◆ **原文抜粋**:
# 得る for potential



## Pacerier

Hi all, is the 得る conjugation widely used for the potential form (as compared to [V]-eru form and [V]ことができる form) ?

Like トムは泳ぎうります/トムは泳ぎうる ?


----------



## 涼宮

Interesting question, as you, I would like also to know the difference among 動詞＋ことができる vs potencial form vs stem+ うる

I hope natives answer


----------



## Wishfull

トムは泳ぎうります *Wrong.*
トムは泳ぎうる* Probably wrong.*

初心者にも泳ぎうる距離を、その競技の規定距離に設定した。*　Probably OK.*

I think it is old-Japanese written expression, which is used for official documents.
It is not used for daily speech.


----------



## Pacerier

Hey cool thanks for the help =) Btw is it used in books/novels?

Also I was wondering if we speak like that will a native listener know what you are speaking (or will it sound just v weird?)


----------



## kenjoluma

I agree with Wishfull. I believe this is an old form, and it is used in very restricted (official or literal) situations. However, ありえない, is used quite often in daily conversation. (Is there anything else? I don't know. This is all I can think of right now)


----------



## Pacerier

Ok cool =)


----------



## lammn

kenjoluma said:


> However, ありえない, is used quite often in daily conversation. (Is there anything else? I don't know. This is all I can think of right now)


 
I have heard of ありえません as well.


----------



## akimura

The -うる form is widely found as ありうる (the existence verb ある + うる）. 彼の昇進は*ありうる*(*ありえる*／*ありえます**）*。
(His promotion seems a possibility.)​Another verb that goes well with -うる is なる. 刃物は凶器に*なりうる*(*なりえる*／*なりえます**）。
*(An edged tool can be a weapon.)​The other verbs I can think of seem to lie in the group of passive verbs such as 読まれる and some intransitive verbs of 下一段活用 such as 壊れる. その画面は容易に他人に読まれうる。
(The screen can be easily read by others.)
その画面は容易に他人に読まれえ*る*（or *ます*）。

　ガラスのコップは容易に壊れうる。
　ガラスのコップは容易に壊れえ*る*（or *ます*）。​


----------



## Pacerier

Heys is it true that as long as the hiragana before える is -え-sounding (i.e. えれけせてねへめ) then we will have to use うる instead of える?


----------



## akimura

Pacerier said:


> Heys is it true that as long as the hiragana before える is -え-sounding (i.e. えれけせてねへめ) then we will have to use うる instead of える?



I'm not totally sure yet.  I'll get back if I come up with an answer.

Meanwhile, here is another example from 大辞林:
集め*うる*限りの材料をみな集める。

◆ **出題**:
可能を表す「得る」についての原文抜粋で、akimura は -うる 形が広く見られる語として何を挙げているか。

◆ **データセット抜粋**:
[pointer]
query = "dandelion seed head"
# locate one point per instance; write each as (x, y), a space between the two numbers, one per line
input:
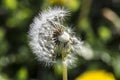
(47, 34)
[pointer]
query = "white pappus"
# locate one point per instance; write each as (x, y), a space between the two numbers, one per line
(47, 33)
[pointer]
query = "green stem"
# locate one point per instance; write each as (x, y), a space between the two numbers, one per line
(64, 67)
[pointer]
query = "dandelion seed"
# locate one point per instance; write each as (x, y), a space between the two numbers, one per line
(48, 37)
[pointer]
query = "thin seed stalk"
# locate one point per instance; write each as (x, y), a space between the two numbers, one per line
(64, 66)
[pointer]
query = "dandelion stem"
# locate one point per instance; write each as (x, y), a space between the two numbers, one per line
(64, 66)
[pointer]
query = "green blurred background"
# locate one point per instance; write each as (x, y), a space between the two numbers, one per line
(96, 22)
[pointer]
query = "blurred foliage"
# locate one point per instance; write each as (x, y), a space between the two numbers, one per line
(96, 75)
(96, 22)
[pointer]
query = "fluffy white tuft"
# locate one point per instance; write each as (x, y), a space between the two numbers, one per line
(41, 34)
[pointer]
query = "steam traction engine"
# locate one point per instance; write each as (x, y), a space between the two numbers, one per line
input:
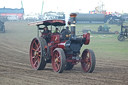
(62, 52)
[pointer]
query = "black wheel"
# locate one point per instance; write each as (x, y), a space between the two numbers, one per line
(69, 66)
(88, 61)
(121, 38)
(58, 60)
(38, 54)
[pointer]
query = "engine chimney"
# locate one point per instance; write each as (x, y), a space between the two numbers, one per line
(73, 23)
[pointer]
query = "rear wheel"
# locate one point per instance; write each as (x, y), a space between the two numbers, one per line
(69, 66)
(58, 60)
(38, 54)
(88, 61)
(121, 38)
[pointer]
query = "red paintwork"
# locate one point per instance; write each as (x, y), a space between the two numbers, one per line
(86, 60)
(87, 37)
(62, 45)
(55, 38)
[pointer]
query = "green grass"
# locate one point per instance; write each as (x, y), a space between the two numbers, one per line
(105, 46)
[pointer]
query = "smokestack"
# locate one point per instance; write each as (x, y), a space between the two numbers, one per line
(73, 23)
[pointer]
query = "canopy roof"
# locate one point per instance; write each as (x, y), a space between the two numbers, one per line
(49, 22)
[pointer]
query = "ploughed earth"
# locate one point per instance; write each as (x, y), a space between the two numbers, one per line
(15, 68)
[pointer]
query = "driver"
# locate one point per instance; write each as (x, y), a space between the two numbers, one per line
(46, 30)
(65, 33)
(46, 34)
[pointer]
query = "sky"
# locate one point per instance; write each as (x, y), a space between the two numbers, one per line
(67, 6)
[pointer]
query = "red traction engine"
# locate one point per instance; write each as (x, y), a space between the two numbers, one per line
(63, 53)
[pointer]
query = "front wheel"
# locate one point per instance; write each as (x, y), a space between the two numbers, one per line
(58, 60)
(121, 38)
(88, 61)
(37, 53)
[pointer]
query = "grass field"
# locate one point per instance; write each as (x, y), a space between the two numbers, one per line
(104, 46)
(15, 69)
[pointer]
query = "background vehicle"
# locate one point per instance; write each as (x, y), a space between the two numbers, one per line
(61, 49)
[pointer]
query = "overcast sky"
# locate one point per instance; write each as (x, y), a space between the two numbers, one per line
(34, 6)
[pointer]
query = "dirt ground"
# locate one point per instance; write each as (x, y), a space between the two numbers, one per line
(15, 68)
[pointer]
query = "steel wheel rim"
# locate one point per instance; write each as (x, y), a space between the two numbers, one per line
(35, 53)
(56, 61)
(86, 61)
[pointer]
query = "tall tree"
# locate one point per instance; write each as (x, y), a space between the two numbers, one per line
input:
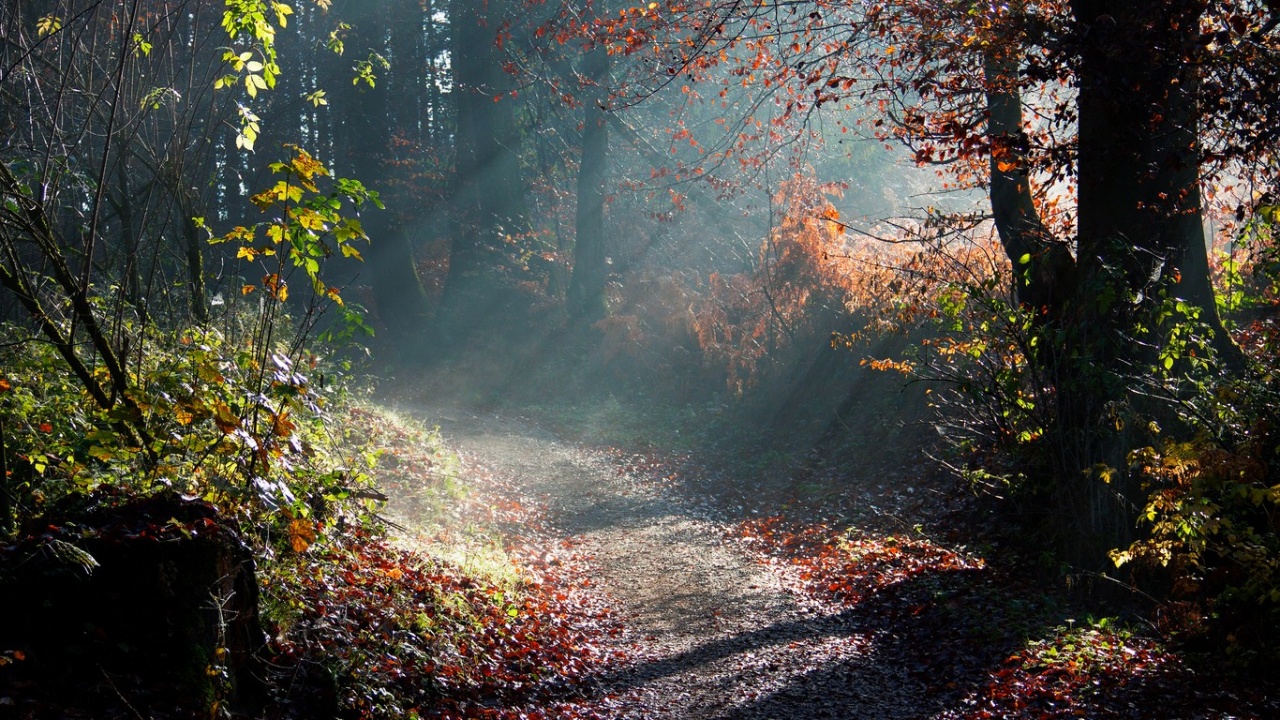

◆ **演習結果**:
「ありうる」（存在の動詞「ある」に「うる」が付いた形）。